*Work instructions*. Look through the listing for the word "back". Copy each line that has it.

··· Provided data ···

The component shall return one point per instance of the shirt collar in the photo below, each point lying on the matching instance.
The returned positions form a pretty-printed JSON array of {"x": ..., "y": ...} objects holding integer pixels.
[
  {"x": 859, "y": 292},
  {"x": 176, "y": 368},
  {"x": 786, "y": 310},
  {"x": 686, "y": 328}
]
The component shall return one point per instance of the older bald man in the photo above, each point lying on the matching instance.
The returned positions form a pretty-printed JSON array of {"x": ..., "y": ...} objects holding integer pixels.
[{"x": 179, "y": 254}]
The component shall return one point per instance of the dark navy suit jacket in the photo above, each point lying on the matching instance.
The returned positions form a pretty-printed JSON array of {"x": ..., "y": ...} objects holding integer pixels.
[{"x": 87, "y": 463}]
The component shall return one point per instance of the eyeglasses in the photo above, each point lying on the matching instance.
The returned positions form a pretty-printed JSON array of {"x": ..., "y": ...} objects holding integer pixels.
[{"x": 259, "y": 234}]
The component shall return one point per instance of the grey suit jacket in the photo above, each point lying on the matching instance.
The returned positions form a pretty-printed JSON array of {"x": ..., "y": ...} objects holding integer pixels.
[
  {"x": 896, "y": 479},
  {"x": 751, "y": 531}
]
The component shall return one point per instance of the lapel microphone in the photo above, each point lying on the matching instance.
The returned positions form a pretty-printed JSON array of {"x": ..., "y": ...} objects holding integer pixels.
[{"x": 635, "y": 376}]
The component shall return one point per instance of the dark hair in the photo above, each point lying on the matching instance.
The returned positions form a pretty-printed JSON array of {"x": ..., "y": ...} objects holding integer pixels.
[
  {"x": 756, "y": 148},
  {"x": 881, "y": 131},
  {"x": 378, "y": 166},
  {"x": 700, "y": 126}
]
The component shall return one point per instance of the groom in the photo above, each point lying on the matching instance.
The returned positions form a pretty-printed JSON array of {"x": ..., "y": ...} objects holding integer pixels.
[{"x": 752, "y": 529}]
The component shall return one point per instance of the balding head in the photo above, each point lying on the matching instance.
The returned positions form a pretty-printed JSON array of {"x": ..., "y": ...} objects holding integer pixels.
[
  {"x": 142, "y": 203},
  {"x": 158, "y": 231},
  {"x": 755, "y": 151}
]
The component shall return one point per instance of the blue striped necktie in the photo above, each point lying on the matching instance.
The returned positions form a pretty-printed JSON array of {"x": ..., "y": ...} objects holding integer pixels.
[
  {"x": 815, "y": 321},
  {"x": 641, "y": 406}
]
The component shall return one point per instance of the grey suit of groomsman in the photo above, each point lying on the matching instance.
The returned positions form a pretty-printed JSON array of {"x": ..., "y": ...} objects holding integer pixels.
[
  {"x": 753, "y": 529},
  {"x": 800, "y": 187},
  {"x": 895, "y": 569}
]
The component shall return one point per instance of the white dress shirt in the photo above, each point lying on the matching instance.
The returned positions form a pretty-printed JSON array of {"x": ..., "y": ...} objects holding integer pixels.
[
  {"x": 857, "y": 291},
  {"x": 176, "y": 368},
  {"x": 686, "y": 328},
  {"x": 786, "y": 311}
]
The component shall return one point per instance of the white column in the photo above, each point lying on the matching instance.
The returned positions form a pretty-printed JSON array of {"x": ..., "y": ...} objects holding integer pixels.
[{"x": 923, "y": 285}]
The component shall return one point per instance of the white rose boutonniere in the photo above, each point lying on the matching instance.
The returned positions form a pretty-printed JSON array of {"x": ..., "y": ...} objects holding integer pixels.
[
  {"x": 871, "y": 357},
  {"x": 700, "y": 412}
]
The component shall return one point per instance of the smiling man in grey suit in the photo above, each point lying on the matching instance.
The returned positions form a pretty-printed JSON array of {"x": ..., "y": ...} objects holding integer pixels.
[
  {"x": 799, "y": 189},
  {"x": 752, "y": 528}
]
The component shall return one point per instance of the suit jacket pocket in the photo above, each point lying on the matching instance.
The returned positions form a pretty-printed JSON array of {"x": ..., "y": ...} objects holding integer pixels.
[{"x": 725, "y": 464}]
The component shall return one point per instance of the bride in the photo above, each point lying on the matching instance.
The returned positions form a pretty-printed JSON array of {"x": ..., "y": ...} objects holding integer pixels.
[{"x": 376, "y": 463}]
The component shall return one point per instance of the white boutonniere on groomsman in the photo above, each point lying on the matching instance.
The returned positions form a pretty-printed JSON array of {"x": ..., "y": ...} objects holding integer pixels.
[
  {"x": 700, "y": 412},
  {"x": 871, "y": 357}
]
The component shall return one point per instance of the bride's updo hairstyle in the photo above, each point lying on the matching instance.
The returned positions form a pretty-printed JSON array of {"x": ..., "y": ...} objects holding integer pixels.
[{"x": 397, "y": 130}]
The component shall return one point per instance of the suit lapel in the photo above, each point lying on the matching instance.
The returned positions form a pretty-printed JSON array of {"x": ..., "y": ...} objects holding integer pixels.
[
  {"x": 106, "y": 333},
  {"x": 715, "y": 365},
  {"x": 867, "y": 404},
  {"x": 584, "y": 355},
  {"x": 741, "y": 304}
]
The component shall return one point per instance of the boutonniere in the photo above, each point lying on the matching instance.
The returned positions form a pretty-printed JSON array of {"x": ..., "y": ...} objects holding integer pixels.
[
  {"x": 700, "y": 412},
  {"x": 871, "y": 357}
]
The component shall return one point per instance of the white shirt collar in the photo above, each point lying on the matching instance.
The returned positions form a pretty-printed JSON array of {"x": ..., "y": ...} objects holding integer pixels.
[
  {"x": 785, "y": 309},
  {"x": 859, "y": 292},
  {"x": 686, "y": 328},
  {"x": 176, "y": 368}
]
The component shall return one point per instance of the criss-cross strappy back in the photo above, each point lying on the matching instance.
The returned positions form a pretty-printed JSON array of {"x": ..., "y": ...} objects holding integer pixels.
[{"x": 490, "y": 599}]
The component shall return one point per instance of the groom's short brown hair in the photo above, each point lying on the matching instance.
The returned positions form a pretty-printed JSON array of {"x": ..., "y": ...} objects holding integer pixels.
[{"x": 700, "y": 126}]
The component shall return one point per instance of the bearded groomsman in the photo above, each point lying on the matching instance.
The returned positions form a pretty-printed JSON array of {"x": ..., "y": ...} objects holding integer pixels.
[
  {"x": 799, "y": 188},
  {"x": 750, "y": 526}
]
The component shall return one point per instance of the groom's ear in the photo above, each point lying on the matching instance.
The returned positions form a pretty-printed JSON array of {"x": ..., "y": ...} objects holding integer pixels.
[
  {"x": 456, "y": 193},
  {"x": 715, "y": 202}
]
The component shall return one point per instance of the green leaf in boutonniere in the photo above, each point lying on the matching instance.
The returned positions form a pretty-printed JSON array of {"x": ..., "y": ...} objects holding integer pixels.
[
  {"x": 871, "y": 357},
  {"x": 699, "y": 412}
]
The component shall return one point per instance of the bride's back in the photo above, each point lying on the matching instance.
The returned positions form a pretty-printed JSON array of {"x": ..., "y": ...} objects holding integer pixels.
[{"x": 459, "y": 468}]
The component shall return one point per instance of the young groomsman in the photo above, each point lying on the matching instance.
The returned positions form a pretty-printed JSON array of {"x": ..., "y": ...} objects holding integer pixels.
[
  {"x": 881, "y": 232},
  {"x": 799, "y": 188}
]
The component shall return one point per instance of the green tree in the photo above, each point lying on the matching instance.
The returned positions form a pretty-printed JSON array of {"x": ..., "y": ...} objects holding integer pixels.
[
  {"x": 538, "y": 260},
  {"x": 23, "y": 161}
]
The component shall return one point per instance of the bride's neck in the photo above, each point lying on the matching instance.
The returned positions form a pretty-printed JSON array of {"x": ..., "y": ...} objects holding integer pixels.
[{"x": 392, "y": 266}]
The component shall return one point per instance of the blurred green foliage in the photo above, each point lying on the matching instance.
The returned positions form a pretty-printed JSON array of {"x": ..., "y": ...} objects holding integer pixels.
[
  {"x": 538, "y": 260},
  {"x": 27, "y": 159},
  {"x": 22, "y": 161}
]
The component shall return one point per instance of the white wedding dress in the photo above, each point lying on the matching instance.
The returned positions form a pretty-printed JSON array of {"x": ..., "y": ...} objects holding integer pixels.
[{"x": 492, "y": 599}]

···

*Answer for the task*.
The component shall return one point per instance of the criss-cross strappy back in the photo above, each point lying on the matching instance.
The component shall return one point per instance of the bride's back in the photo above, each point lying on the matching instance.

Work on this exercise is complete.